→ Required tasks
[1] In the post about faith and forgiveness, why does the writer apologize for being "a bit all over the place"?
[2] Repeat the post about faith and forgiveness from "And yet The" to "really worth it.".
[3] Continue the post about faith and forgiveness from its last sentence.

→ Text passage
----------------------------------------

Even if you are gay, you should have faith in The Lord. He loves you. More than you'll ever know. It's same for the both us as much for all of us. He's there for everyone who have faith in him no matter who you are or what've you've done. You are all forgiven. Your homosexuality is not a problem if you have faith in him. Satan is the problem. Trust me on this I was and still am way worse than you in so many categories. A small list :

- Sexual degeneracy. Being gay in comparaison it's nothing. When I say degeneracy I mean real degeneracy. Pedophilia, incest on porn sites or in my minds since really young. It came real close in the physical world. To the point to tried to kill myself several times. I tried to talk about it to different persons like my mother, psychiatrist even a sexologist. Every time pretty much the same answer. From my mother, You are not like this don't, I don't want to hear about it ( It's not verbatim but the idea ). And from the "pros", don't worry about it....
And for zoophilia, online and in my mind.
And for my softcore part : Everything else ? Foot fetish, scat, bdsm, several partners at the same time,( From 18yo to 60+ yo from my 18yo to my late 20's ) different sex, under influence from divers drugs... plus other stuff.
And yet The Lord forgave me.

The next part I hope will be shorter. I honestly didn't plane to write this much right now. Anyway.

Next : "Master" manipulator. I always got what I want and can play people like I want. Emotional abuse, lie ( I was and unfortunately for now really good a it ). Obviously I see where it's going. If you are a good liar how can we trust what you say ? You can't. But I will tell you this, no matter what, when you speak truth nothing can hurt you. Tomorrow you know my real name, you come to see me I'll tell you exactly the same thing no matter what. I'm paying for what I was and what I've done. It's hard but I'm still here ( Youtube music -> Hawai - I'm still here ). And best of all it's really worth it.

Sorry all I'm a bit all over the place, it's bit overwhelming right now and a bit confusing.

What can I say next ? I was and still am disrespectful in a lot of ways. Disrespectful to God, to life, to all of his creations including myself. A lot of violence against others and myself, including against my own family.

----------------------------------------

→ Record excerpts
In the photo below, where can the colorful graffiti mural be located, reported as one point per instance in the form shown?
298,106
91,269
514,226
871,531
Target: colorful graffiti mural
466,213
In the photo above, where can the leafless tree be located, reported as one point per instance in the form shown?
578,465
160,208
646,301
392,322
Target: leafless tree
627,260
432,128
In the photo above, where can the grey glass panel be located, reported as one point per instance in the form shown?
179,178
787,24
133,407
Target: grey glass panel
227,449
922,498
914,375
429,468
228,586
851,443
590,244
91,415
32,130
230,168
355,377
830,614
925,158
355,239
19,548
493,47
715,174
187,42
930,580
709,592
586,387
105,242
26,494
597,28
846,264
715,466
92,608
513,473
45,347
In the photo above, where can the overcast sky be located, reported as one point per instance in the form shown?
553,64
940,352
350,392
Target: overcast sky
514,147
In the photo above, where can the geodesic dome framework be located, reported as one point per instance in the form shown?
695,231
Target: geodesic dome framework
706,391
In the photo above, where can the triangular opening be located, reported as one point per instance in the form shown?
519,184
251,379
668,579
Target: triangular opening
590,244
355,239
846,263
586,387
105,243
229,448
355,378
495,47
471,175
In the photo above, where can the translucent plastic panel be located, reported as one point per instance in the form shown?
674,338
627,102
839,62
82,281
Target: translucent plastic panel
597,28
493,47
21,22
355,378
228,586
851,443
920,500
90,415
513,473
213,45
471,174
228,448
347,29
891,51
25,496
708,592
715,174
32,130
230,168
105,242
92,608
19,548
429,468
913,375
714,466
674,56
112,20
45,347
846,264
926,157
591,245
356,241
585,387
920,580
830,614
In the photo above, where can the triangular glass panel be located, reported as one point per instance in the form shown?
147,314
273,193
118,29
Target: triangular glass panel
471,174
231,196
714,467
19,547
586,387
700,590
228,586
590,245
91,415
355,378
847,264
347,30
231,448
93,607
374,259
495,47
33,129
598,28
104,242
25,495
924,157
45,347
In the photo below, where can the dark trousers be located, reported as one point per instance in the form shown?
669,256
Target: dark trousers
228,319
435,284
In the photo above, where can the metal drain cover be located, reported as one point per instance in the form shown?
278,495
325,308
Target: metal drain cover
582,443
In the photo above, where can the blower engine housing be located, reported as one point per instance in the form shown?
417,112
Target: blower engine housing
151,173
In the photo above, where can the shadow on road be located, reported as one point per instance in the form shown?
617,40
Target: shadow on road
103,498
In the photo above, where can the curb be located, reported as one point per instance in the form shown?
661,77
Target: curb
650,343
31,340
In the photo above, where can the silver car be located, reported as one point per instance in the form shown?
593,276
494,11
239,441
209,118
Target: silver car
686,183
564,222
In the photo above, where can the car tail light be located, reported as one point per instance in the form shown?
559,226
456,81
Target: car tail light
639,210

----------------------------------------

→ Written responses
[1] The writer apologizes because the moment of writing feels overwhelming and somewhat confusing.

[2]
And yet The Lord forgave me.

The next part I hope will be shorter. I honestly didn't plane to write this much right now. Anyway.

Next : "Master" manipulator. I always got what I want and can play people like I want. Emotional abuse, lie ( I was and unfortunately for now really good a it ). Obviously I see where it's going. If you are a good liar how can we trust what you say ? You can't. But I will tell you this, no matter what, when you speak truth nothing can hurt you. Tomorrow you know my real name, you come to see me I'll tell you exactly the same thing no matter what. I'm paying for what I was and what I've done. It's hard but I'm still here ( Youtube music -> Hawai - I'm still here ). And best of all it's really worth it.

[3]
What else ? A lot of excess and abuse, drugs ( too many of them in too much quantities in too many wrong way/time/place/people ). I'm still having a hard time with it but I can't complain, God helps me well in his own ways. I'm still alive, my place looks better and cleaner ( I threw away a lot of stuff, gave a lot to people (My gaming pc still hurts times to times, especially my recently purchased custom mechanical qwerty keyboard all switches manually lubed with my own mix of keycaps directly from Hong Kong. My dreaming keyboard !!! This one we'll always hurt I think ^^ I love keyboard !!! But I love The Lord more. It was his way to teach me how to be generous and 7 months later a really nice used MacBook Air 2020 m1. And sell a couple when times were hard. And now I don't know if you could resell some things instead of giving it to someone who want it or in really hard time and just the bare minimum needed. I have to be honest, it's pretty "easy" for me. I can't complain about money. For people who knows how in France life is I have 1300e/month and I don't have to work for it. I have a couple debt but nothing big 1,4k more or less. But good news I don't have a car anymore. It should be easier in a lot ways.

Well I stop here. Because it's getting really out of hand. Anyway, I hope you are doing good and find your way back to God. Have faith in Him, He loves you. Only One Almighty God, Hell and Heaven are real. Judgement days and the end times is coming. Don't worry there's still time but don't wait too much to start starting things.

Oh and God's telling me to tell you magic is no good for you, it's bad for everyone. Believe I understand you, I used to love magic, witchcraft etc... It's not good at all even if you don't see why.

Anyway I really need to stop now.
I don't know when I'll be back if I'll be back but you are all in my hearts and my minds. Those past 3 years were the 3 more insane years of my life. No one would ever believe me. One day maybe I'll tell more. Probably. I'd like that but it's really crazy.

I wish you well. God Bless You All !

Oh another thing, I am / was a male, and I'm becoming a female.  Being a woman, also a mother mentally and  spiritually. I'm not changing my appearance. It's not the way to do it. But if you've already done it and want to be with God. Don't worry, you have been forgiven. God and I love you all. Ask for forgiveness, have faith in him, be patient, try to listen to him. Remember He knows you better than you know yourself and "speak your language" and more importantly He is The Best thing that can ever happen to you. He is peace not war. Satan is war. Everyone and I mean everyone is loved by God. Religion doesn't matter. Only one God ( no matter how you call him : Yahvé, Allah Akbar, Jesus Christ, Jah,The Univers etc... ) who created everything and that Hell and Heaven are real. War is over.

I really need to stop. but one last thing. It's 6:27am I'm a little high, I'm so tired but I'm Blessed with what it seems a magnificent sunset and a morning full of hope. A lot happened those couple weeks.

Anyway. I'm out.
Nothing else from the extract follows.